WHAT YOU SHOULD DO:
Copy the lines below word for word, skipping any image.

BEGIN

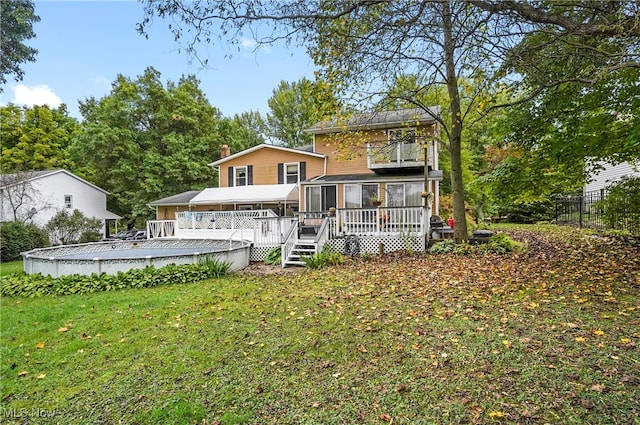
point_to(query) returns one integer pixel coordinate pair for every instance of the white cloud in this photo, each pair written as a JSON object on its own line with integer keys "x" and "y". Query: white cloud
{"x": 35, "y": 95}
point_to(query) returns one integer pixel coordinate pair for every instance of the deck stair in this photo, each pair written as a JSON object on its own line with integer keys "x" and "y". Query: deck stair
{"x": 305, "y": 246}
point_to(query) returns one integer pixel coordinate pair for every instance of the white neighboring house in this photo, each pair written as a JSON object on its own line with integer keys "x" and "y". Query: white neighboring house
{"x": 37, "y": 196}
{"x": 611, "y": 173}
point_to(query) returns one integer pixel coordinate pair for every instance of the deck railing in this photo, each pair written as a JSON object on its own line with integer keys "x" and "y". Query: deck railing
{"x": 228, "y": 220}
{"x": 289, "y": 241}
{"x": 397, "y": 154}
{"x": 161, "y": 228}
{"x": 270, "y": 231}
{"x": 381, "y": 221}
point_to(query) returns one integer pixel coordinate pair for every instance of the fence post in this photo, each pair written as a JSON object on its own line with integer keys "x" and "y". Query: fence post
{"x": 581, "y": 209}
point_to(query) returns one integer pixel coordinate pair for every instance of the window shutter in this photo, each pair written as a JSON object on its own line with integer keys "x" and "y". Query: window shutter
{"x": 303, "y": 171}
{"x": 280, "y": 173}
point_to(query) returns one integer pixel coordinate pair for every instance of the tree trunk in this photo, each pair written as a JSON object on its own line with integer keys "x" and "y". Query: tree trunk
{"x": 455, "y": 134}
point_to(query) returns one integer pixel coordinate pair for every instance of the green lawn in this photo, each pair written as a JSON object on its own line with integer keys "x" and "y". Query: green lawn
{"x": 549, "y": 336}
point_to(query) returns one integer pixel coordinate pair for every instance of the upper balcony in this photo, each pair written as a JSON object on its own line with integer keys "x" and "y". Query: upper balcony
{"x": 402, "y": 156}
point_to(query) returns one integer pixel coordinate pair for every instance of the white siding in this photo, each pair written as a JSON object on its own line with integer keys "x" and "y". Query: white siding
{"x": 610, "y": 174}
{"x": 50, "y": 191}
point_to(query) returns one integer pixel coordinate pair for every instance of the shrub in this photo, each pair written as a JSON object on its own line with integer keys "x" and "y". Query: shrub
{"x": 274, "y": 256}
{"x": 72, "y": 227}
{"x": 327, "y": 257}
{"x": 443, "y": 247}
{"x": 500, "y": 243}
{"x": 36, "y": 285}
{"x": 17, "y": 237}
{"x": 215, "y": 267}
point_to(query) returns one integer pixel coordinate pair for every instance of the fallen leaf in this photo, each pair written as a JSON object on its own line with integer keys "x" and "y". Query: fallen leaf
{"x": 496, "y": 415}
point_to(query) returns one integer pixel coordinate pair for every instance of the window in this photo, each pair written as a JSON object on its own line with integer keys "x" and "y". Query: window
{"x": 359, "y": 195}
{"x": 292, "y": 172}
{"x": 402, "y": 135}
{"x": 240, "y": 176}
{"x": 320, "y": 198}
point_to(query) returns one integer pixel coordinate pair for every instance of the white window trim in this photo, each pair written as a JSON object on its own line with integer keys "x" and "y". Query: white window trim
{"x": 236, "y": 178}
{"x": 286, "y": 175}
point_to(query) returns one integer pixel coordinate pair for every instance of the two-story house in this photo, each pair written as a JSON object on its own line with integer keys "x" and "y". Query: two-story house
{"x": 373, "y": 177}
{"x": 37, "y": 196}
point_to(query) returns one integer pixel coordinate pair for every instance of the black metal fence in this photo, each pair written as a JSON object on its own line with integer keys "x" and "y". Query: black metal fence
{"x": 590, "y": 209}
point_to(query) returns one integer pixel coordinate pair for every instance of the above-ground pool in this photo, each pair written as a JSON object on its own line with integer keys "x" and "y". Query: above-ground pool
{"x": 120, "y": 256}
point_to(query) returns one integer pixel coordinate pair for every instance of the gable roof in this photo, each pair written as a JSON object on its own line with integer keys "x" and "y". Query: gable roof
{"x": 303, "y": 150}
{"x": 377, "y": 120}
{"x": 179, "y": 199}
{"x": 40, "y": 174}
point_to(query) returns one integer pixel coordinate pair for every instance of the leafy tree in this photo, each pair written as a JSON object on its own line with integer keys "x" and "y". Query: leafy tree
{"x": 145, "y": 141}
{"x": 17, "y": 237}
{"x": 362, "y": 46}
{"x": 297, "y": 106}
{"x": 35, "y": 138}
{"x": 243, "y": 131}
{"x": 67, "y": 228}
{"x": 18, "y": 194}
{"x": 16, "y": 20}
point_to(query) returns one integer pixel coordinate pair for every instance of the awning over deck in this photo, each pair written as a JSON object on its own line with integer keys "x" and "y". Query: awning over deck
{"x": 258, "y": 194}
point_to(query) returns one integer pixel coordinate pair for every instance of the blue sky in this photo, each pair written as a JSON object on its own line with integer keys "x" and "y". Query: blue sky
{"x": 83, "y": 46}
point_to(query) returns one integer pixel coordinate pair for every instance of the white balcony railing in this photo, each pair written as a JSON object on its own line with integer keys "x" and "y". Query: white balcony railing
{"x": 398, "y": 155}
{"x": 382, "y": 221}
{"x": 228, "y": 220}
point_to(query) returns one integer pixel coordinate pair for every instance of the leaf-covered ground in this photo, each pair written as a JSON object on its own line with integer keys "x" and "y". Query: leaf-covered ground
{"x": 547, "y": 336}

END

ANSWER TO THE EXERCISE:
point_to(query) returns one integer pixel coordinate pair for every instance of the white cloud in this photo, each pair written as a JSON object on its own line with integer keys "x" and "y". Query: white cloud
{"x": 35, "y": 95}
point_to(query) returns one integer pixel coordinate pair for every instance of the deck stair in this photo, each pair written as a JSON object on its own line with integer keys "x" and "y". Query: deck stair
{"x": 305, "y": 246}
point_to(query) returns one integer pixel coordinate pair for every instance of the white neighboring house in this photo, each pair written as a JSON object on its own line with integer keys "x" and "y". Query: white neighboring house
{"x": 37, "y": 196}
{"x": 611, "y": 173}
point_to(query) returns one integer pixel coordinate pair for every instance of the deck railing in this photo, each pair written as a JSON object on its own line with integer keys "x" and "y". Query: deck railing
{"x": 228, "y": 220}
{"x": 289, "y": 241}
{"x": 397, "y": 154}
{"x": 161, "y": 228}
{"x": 270, "y": 231}
{"x": 381, "y": 221}
point_to(query) returns one integer pixel coordinate pair for every instance of the fence post in this photo, each pair written as a JSON object on its own line with integer keys "x" and "y". Query: fence post
{"x": 581, "y": 209}
point_to(query) returns one integer pixel coordinate pair for every instance of the window shutter in this photo, each pair written as a JSON object on its own line with integer keys "x" and "y". Query: window shutter
{"x": 303, "y": 171}
{"x": 280, "y": 173}
point_to(query) returns one integer pixel coordinate pair for every instance of the tree trunk in this photo, each pair written as a JSON object on its own line with integer keys "x" and "y". Query: tree trunk
{"x": 455, "y": 134}
point_to(query) returns one integer pixel coordinate pair for every instance of the green lawn in this photo, each pair written as a JSON object on its own line with integer keys "x" and "y". Query: green lawn
{"x": 549, "y": 336}
point_to(query) returns one integer pixel coordinate pair for every instance of the upper balcony in this photo, each pair written as a JSON object on its own line with integer keys "x" and "y". Query: upper balcony
{"x": 402, "y": 156}
point_to(query) returns one integer pixel coordinate pair for every instance of the white siding in this photo, each pair written as a JSON object on its own line with integer keys "x" and "y". Query: white siding
{"x": 610, "y": 174}
{"x": 50, "y": 191}
point_to(query) returns one integer pixel coordinate pair for every instance of the shrub in this photo, each pair written as a JSON object on its own line with integer keys "x" and "y". Query: shrub
{"x": 274, "y": 256}
{"x": 72, "y": 227}
{"x": 327, "y": 257}
{"x": 443, "y": 247}
{"x": 500, "y": 243}
{"x": 36, "y": 285}
{"x": 17, "y": 237}
{"x": 215, "y": 267}
point_to(query) returns one integer pixel coordinate pair for every instance of the fallen leaf in this photo, each pair written as a JSON object on its own line with integer keys "x" and "y". Query: fallen leaf
{"x": 496, "y": 415}
point_to(query) returns one integer pixel coordinate pair for every instance of the window in this photo, each pair written as a JSON object on its own line with integer keys "x" and "y". Query: window
{"x": 359, "y": 195}
{"x": 292, "y": 172}
{"x": 402, "y": 135}
{"x": 240, "y": 176}
{"x": 320, "y": 198}
point_to(query) returns one integer pixel coordinate pair for every instance of the white window trim in this photo, each pair written as a JSON object on its own line with integer keys "x" and "y". Query: white window trim
{"x": 236, "y": 178}
{"x": 286, "y": 175}
point_to(query) returns one integer pixel coordinate pair for every instance of the two-story house in this photo, each pair written as a JSON object on its own line with integer keys "x" and "y". Query: two-story house
{"x": 373, "y": 177}
{"x": 37, "y": 196}
point_to(query) returns one integer pixel coordinate pair for every instance of the black metal fence in this photo, each pair written as a JSON object on its own line with integer keys "x" and "y". Query: black metal fence
{"x": 590, "y": 209}
point_to(query) returns one integer pixel coordinate pair for every instance of the above-ground pool in this photo, each pair written as a JSON object on its own line with integer keys "x" and "y". Query: above-ground pool
{"x": 120, "y": 256}
point_to(query) returns one integer pixel coordinate pair for every instance of the gable roof in this photo, each pair written as a JSON object on its own line with integer keys "x" and "y". Query: gable roof
{"x": 303, "y": 150}
{"x": 377, "y": 120}
{"x": 179, "y": 199}
{"x": 40, "y": 174}
point_to(query) returns one integer pixel coordinate pair for every instance of the leafy tree in this photo, each pair written as a JSON object on its own line with integer keys "x" and "y". Query: leafy tree
{"x": 145, "y": 141}
{"x": 17, "y": 237}
{"x": 362, "y": 46}
{"x": 297, "y": 106}
{"x": 35, "y": 138}
{"x": 243, "y": 131}
{"x": 67, "y": 228}
{"x": 18, "y": 194}
{"x": 16, "y": 20}
point_to(query) returns one integer pixel coordinate pair for every instance of the awning over deck in this photo, each pair written as a JSON object on its own line with integer keys "x" and "y". Query: awning over deck
{"x": 258, "y": 194}
point_to(query) returns one integer pixel coordinate pair for every instance of the blue sky in this photo, each pair written as a JSON object on its own line with integer keys "x" and "y". Query: blue sky
{"x": 83, "y": 46}
point_to(query) returns one integer pixel coordinate pair for every instance of the white balcony railing in this photo, each pair written as a JSON object on its own line with integer keys "x" and "y". Query: white balcony railing
{"x": 398, "y": 155}
{"x": 382, "y": 221}
{"x": 228, "y": 220}
point_to(query) returns one integer pixel coordinate pair for every instance of the leaf-covered ground in this photo, each pair written as a JSON object on its own line with integer keys "x" and "y". Query: leaf-covered ground
{"x": 547, "y": 336}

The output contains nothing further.